#### Extracted data
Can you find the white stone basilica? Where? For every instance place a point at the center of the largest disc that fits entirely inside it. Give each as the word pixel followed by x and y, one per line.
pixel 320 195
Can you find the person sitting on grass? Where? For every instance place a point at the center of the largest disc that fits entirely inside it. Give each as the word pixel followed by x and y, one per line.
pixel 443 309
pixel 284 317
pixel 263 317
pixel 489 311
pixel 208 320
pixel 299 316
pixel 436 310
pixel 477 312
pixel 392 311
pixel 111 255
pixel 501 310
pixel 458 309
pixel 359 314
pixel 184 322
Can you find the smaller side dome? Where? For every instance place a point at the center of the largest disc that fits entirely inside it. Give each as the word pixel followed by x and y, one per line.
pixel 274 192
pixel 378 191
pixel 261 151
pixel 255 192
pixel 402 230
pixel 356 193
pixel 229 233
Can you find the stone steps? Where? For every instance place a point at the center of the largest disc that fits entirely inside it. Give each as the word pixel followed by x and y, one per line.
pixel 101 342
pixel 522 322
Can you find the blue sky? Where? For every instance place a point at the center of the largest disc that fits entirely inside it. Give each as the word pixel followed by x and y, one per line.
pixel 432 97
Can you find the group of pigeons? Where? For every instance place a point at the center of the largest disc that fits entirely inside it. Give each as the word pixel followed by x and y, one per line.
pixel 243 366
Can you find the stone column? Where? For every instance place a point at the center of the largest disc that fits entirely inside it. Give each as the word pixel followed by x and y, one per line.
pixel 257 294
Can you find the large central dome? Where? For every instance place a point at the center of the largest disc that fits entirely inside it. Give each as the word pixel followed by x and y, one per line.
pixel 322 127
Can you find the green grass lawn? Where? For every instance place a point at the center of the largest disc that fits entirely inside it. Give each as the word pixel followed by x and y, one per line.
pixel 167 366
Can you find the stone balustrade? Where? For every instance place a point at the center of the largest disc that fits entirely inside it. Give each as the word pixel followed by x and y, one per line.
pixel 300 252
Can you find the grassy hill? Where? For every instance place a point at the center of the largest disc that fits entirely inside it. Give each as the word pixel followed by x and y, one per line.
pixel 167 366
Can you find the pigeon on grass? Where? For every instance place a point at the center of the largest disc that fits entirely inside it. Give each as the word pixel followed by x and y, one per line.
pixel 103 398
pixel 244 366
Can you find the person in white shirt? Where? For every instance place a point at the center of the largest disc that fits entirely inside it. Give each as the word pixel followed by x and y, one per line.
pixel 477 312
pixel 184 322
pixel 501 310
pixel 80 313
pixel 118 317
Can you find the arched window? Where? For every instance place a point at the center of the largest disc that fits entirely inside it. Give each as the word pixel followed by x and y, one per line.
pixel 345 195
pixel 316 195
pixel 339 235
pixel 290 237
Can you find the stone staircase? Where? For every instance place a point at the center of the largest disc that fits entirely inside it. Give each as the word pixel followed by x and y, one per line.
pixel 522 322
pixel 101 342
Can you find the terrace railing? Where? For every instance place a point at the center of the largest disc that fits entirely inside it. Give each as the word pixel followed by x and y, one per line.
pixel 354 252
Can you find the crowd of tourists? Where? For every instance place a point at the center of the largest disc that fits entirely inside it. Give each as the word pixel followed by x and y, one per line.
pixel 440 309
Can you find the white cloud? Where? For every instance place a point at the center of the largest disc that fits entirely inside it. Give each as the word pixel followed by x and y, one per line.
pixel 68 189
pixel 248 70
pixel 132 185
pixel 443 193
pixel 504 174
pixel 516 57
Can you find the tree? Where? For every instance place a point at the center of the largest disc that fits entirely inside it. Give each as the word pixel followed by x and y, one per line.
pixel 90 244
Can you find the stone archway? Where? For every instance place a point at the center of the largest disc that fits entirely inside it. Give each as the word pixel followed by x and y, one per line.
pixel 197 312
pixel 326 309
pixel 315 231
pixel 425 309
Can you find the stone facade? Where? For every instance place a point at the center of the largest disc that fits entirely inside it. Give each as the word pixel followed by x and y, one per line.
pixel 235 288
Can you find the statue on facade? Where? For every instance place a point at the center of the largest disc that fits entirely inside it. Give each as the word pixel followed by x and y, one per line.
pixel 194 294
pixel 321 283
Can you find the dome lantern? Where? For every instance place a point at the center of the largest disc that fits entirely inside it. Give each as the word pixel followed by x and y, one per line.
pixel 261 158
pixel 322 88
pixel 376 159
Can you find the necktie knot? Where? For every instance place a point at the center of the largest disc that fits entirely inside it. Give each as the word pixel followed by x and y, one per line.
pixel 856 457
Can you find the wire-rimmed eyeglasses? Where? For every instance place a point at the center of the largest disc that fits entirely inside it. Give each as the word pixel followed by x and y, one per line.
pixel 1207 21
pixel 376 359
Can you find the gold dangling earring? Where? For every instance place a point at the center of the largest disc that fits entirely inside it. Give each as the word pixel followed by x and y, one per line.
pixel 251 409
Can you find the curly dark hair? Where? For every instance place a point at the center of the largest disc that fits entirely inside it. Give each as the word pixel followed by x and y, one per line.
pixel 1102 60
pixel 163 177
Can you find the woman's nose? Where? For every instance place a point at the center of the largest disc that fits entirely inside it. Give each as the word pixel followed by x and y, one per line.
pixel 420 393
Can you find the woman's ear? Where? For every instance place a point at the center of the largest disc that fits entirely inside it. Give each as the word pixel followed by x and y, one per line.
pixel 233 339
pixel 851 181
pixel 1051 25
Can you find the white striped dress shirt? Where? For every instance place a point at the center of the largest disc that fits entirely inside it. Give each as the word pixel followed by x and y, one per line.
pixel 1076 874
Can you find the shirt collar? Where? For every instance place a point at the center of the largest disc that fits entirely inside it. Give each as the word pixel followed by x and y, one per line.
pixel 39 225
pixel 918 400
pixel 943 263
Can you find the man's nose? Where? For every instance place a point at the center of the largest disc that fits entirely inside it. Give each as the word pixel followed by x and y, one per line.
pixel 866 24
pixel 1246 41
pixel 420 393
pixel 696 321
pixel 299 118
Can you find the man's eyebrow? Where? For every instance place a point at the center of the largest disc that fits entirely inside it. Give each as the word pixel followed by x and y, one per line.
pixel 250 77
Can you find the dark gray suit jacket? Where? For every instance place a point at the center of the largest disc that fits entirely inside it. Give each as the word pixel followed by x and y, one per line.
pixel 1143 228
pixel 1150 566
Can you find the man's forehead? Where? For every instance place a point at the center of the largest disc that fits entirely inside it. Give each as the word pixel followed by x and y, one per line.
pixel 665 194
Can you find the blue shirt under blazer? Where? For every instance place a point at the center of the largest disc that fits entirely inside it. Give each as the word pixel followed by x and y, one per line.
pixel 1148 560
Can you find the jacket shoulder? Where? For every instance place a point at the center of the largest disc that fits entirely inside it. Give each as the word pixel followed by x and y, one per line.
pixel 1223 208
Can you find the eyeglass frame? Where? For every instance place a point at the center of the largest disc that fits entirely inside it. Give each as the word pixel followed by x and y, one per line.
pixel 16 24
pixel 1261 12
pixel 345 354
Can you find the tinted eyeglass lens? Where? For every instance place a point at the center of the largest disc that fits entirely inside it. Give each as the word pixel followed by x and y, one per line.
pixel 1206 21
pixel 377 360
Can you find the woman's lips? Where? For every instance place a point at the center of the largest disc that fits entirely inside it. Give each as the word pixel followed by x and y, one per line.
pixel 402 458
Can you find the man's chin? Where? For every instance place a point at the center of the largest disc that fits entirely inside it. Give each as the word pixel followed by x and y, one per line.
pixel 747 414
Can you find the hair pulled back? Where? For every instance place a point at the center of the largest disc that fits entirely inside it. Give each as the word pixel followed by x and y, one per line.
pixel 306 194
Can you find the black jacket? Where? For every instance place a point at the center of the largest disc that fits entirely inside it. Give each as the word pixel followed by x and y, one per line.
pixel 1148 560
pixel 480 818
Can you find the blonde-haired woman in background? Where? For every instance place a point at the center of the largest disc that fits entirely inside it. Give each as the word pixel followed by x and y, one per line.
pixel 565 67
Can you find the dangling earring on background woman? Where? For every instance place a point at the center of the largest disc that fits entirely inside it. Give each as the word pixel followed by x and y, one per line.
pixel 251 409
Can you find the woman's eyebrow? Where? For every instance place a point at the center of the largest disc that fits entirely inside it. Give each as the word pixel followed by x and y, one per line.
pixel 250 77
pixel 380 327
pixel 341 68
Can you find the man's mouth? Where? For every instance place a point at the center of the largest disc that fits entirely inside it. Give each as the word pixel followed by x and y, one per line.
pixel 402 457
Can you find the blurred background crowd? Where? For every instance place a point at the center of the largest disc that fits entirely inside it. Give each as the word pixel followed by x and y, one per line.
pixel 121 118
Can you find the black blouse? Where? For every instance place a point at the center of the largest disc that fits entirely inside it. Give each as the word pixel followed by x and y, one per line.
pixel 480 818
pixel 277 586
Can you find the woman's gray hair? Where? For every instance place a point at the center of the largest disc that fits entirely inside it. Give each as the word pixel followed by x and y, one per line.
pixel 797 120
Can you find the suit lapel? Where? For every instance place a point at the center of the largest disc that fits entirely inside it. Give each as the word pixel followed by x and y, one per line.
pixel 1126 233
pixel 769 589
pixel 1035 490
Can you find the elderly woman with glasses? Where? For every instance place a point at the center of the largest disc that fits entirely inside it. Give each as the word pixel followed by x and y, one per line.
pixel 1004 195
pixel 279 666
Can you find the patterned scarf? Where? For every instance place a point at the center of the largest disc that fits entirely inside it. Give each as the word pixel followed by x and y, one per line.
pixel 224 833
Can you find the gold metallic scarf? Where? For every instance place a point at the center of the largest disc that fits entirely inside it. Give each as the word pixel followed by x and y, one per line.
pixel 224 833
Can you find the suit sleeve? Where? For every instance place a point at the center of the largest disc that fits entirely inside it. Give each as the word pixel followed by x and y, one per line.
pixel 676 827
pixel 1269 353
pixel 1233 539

#### Exercise goal
Reproduce verbatim the lines above, from the line containing "Can you find the grassy" through the line containing "pixel 244 366", both included.

#### Solution to the problem
Can you find the grassy hill? Where? For every instance place a point at the center of the largest disc that fits entirely inside it. Give each as the word pixel followed by x and y, one per line.
pixel 167 366
Can you find the pigeon on grass? Where? For every instance place a point at the center of the largest disc that fits entirely inside it. Give each as the word pixel followed by x and y, one per line.
pixel 103 398
pixel 244 366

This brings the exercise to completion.